- ACTIVITY LIST:
1/ Please retype the passage of the book review between "The book's approach" and "to be shared.", inclusive.
2/ Condense the paragraph of the book review that opens with "Passive reconnaissance involves collecting" into a short list, keeping its main facts.
3/ Carry on the book review from its final sentence.

From: www.itworld.com
June 1, 2005 —
In today's column, we're going to take a look at a fascinating book entitled "Silence on the Wire: a Field Guide to Passive Reconnaissance and Indirect Attacks" by Michal Zalewski and published this year by No Starch Press. This book takes a very unusual approach in explaining the nature of a type of threat that most of us would probably never have normally considered; that is -- how much information can be gleaned about our systems, our businesses and ourselves by a very patient individual who is doing little more than paying attention to subtle "leaks" of information that can be extracted from everyday system communications.
To warm you up to this idea, let's consider a possible analogy from everyday life. Passive reconnaissance in your hometown might involve what you can learn about a particular neighbor by watching the cars that stop by his house, noticing how long they stay and whether the same cars return or every car that stops appears to stop by only once.
Passive reconnaissance involves collecting information about a particular target without the target knowing and without anything being disrupted (or detected) in the process. Indirect attacks are a bit less passive. In these, the attacker takes some action to facilitate data collection, such as probing the system in some way which makes it likely that it will share more than it would ordinarily.
The book's approach to describing why these attack methods are possible and how they work starts with in-depth descriptions of systems, software and networking technology and then goes on to explain why each of these system or network components might allow someone to collect information that was not intended to be shared.
In early chapters, for example, we read about keyboard circuitry. We begin to see how the timing of key presses might be useful in inferring the text being typed. We also learn how the numeric basis of public key encryption depends on a particular system's ability to obtain unpredictable data from hardware or the "environment" (some activity on the system that cannot be predicted) and how the critical randomness of that data can be reduced if the entropy pool is run dry. We consider how some software packages may surreptitiously slip identifying information about the user of the package into documents that he creates.

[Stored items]
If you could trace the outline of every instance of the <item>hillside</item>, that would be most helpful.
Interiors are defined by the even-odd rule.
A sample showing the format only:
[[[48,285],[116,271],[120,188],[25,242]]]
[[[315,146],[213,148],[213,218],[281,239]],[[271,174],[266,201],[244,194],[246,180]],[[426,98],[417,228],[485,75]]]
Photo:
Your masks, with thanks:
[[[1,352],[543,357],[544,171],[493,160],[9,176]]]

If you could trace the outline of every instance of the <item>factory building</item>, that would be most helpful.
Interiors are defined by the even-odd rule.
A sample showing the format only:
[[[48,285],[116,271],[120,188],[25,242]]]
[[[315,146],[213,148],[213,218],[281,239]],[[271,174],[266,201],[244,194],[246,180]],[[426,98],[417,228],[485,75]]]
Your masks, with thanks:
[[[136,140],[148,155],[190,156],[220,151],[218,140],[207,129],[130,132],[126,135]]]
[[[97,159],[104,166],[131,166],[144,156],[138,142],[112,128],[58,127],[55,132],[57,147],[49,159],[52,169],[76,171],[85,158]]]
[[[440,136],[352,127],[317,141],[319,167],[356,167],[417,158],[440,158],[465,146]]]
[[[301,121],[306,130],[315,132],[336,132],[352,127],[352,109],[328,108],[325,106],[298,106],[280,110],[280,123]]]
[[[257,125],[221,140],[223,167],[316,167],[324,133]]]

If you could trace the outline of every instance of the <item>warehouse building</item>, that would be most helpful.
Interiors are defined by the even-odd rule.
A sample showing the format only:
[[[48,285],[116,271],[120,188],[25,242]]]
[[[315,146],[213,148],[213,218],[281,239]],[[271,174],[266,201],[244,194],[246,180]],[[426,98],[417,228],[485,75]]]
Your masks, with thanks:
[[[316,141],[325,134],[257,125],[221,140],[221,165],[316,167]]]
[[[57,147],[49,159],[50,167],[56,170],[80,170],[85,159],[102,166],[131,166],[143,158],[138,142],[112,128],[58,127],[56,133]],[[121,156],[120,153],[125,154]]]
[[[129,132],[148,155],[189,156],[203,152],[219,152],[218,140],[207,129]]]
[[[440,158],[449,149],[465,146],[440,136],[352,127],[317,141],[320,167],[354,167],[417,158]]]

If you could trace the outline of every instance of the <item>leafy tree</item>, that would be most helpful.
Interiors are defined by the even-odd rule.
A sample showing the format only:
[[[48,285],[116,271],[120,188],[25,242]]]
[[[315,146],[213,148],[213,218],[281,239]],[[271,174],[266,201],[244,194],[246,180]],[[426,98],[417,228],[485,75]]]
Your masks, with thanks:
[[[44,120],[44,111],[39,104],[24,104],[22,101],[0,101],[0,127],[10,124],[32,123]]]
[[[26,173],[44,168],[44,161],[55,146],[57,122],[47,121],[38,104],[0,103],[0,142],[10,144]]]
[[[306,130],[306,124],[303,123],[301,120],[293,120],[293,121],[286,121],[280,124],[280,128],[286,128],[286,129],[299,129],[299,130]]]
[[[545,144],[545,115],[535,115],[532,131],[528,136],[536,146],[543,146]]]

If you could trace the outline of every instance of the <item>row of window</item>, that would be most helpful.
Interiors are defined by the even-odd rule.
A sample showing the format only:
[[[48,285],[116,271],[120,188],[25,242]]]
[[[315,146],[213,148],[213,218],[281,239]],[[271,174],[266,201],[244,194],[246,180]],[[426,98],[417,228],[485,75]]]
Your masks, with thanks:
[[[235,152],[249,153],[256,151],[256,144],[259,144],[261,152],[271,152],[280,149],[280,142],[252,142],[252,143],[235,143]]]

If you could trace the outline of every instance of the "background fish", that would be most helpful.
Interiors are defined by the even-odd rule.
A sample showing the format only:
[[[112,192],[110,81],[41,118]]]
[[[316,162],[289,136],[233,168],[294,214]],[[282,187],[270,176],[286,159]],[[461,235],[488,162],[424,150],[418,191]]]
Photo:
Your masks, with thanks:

- RESULTS FOR EACH TASK:
1/
The book's approach to describing why these attack methods are possible and how they work starts with in-depth descriptions of systems, software and networking technology and then goes on to explain why each of these system or network components might allow someone to collect information that was not intended to be shared.

2/
- Passive reconnaissance: gathering information about a target without the target knowing, and without disrupting or being detected.
- Indirect attacks: less passive; the attacker acts to aid data collection, such as probing a system so it shares more than it ordinarily would.

3/
In later chapters, we read that the padding on certain packets might contain chunks of data pulled from memory -- perhaps data of a sensitive nature that is being used or has been left in memory by some other process. We consider how the LEDs on many pieces of network equipment might reveal the information being transmitted.
We also learn how a switch, flooded with packets from many MAC addresses (presumably falsified) can run out of space in the table that it uses to keep track of the associations between these addresses and the ports through which these addresses appear to be reachable. When this happens, the switch reverts to what is referred to as "hub mode"; in other words, like a hub, the switch sends all packets out through every port. What has this to do with passive reconnaissance? It means that a switch can be tricked into sending packets to an attacker that should have been sent only to the intended system.
And this is just a sampling of the numerous issues this novel security book brings to the table. It also discusses the passive reconnaissance opportunities presented by networking and network applications. In Part III of the book, we read about passive fingerprinting, IP fragmentation, initial sequence number generation, filtering, fragmentation, masquerading, MTU discovery, stack data leaks, detecting deceptive clients in HTTP and the reasons why it is nearly impossible to hide your identify online. In Part IV, we examine parasitic computing, Internet topology and detecting malformed and misdirected packets.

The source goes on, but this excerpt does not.